Reproduce the complete listing without any deviation.
--------------------
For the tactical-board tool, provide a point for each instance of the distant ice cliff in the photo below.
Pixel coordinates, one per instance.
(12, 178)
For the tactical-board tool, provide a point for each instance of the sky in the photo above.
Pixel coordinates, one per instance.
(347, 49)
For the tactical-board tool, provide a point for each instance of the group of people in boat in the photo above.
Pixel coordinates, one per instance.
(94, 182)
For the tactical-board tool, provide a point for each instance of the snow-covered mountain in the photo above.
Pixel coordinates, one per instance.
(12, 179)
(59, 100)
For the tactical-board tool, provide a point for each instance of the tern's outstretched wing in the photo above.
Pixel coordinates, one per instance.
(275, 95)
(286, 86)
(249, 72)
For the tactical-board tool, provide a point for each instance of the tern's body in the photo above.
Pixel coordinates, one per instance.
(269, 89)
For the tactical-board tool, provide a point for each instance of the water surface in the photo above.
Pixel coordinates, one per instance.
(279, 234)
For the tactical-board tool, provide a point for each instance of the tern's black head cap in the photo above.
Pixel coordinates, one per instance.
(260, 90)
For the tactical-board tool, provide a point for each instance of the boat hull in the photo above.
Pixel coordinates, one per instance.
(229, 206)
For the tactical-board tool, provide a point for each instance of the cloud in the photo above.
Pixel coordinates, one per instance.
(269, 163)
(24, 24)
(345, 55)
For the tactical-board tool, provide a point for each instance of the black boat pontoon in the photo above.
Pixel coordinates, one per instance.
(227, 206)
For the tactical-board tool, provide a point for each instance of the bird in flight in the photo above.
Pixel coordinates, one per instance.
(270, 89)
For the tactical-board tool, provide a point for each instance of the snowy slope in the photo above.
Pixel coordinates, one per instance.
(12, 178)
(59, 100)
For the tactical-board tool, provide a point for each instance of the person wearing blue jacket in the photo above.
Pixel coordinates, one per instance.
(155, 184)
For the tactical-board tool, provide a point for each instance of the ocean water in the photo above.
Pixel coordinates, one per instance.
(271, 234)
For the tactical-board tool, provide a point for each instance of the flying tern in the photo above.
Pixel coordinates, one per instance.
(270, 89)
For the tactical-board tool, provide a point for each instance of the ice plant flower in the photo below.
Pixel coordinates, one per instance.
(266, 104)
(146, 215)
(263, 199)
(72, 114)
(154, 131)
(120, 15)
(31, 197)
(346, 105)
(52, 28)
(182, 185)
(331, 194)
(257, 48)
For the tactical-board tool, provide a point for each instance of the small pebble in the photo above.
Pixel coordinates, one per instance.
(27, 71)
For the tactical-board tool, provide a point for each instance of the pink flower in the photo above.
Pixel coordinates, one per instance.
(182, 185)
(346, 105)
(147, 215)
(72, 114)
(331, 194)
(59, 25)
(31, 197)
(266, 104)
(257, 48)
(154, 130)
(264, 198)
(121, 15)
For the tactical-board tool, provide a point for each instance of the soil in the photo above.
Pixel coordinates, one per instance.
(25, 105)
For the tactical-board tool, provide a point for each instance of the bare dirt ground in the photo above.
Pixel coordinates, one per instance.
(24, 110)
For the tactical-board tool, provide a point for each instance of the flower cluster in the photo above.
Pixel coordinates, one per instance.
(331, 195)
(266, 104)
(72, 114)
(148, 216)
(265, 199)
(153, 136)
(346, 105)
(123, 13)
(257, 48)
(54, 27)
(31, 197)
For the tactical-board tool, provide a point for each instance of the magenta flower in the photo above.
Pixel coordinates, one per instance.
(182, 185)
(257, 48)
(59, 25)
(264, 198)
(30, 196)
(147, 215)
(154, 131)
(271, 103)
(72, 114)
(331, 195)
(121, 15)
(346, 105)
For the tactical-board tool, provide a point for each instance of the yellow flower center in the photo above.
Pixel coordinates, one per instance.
--------------------
In response.
For the tactical-board tool, provide a point for each instance of the distant ice cliff in the photo below.
Pixel coordinates, one per instance.
(12, 178)
For the tactical-board tool, provide a point for each instance of the sky in the photo above.
Pixel coordinates, one per instance.
(347, 49)
For the tactical-board tool, provide a point for each instance of the group of people in boat in the photo above.
Pixel coordinates, one per instance.
(94, 182)
For the tactical-board tool, provide a point for each instance of the snow-covered mountain in the photo above.
Pixel coordinates, one per instance.
(12, 179)
(59, 100)
For the tactical-board tool, provide a point for each instance of the tern's outstretched wing in the photo above.
Pixel coordinates, one per instance.
(275, 95)
(286, 86)
(249, 72)
For the tactical-board tool, provide a point for each instance of the tern's body in the photo above.
Pixel coordinates, one per instance.
(269, 89)
For the tactical-board tool, provide a point for each instance of the water surface in the photo above.
Pixel coordinates, one per instance.
(279, 234)
For the tactical-board tool, provide a point for each instance of the tern's black head cap in the photo above.
Pixel coordinates, one per instance.
(260, 90)
For the tactical-board tool, provide a point for each instance of the boat hull in the photo above.
Pixel coordinates, one per instance.
(229, 206)
For the tactical-board tool, provide a point for each instance of the cloud in the photo above.
Pixel coordinates, one per instance.
(269, 163)
(24, 24)
(345, 55)
For the tactical-board tool, provide a point for each instance of the black boat pontoon in the photo above.
Pixel coordinates, one per instance.
(227, 206)
For the tactical-board tool, provide a point for each instance of the bird in flight in the photo above.
Pixel coordinates, one per instance.
(270, 89)
For the tactical-board tool, provide a point for each instance of the snowy slope in the photo above.
Pixel coordinates, one per instance.
(12, 178)
(59, 100)
For the tactical-board tool, provide a point for each instance of the person wearing blue jacket in the photo above.
Pixel coordinates, one per instance.
(155, 184)
For the tactical-board tool, provide a point for each instance of the ocean water in the photo above.
Pixel coordinates, one per instance.
(271, 234)
For the tactical-board tool, provide a point for each instance of the flying tern in the photo above.
Pixel coordinates, one per instance.
(270, 89)
For the tactical-board tool, provide a point for each instance of the ice plant flower in the photo below.
Pixel coordinates, one per instance.
(266, 104)
(146, 215)
(263, 199)
(72, 114)
(154, 131)
(120, 15)
(31, 197)
(346, 105)
(52, 28)
(182, 185)
(331, 194)
(257, 48)
For the tactical-board tool, provide a point for each instance of the small pebble in the photo above.
Pixel coordinates, one per instance.
(27, 71)
For the tactical-board tool, provide a point for each instance of the pink flower in the photo above.
Pixel coordinates, one per instance.
(182, 185)
(346, 105)
(147, 215)
(72, 114)
(331, 194)
(59, 25)
(31, 197)
(266, 104)
(257, 48)
(154, 130)
(264, 198)
(121, 15)
For the tactical-board tool, provide a point for each instance of the soil in the photo above.
Pixel coordinates, one per instance.
(25, 105)
For the tactical-board tool, provide a point for each instance of the bare dirt ground in the photo above.
Pixel coordinates, one per instance.
(24, 110)
For the tactical-board tool, provide a point for each instance of the flower cluster in the photo above.
Pixel coordinates, one per instance.
(331, 195)
(266, 104)
(72, 114)
(148, 216)
(265, 199)
(153, 136)
(346, 105)
(123, 13)
(257, 48)
(54, 27)
(31, 197)
For the tactical-board tool, provide a point for each instance of the magenta flower in the photo above.
Pixel coordinates, one per instance.
(182, 185)
(257, 48)
(59, 25)
(264, 198)
(30, 196)
(147, 215)
(154, 131)
(271, 103)
(72, 114)
(331, 195)
(121, 15)
(346, 105)
For the tactical-board tool, provide a point for each instance of the yellow flower center in the photo above.
Pixel coordinates, one per instance.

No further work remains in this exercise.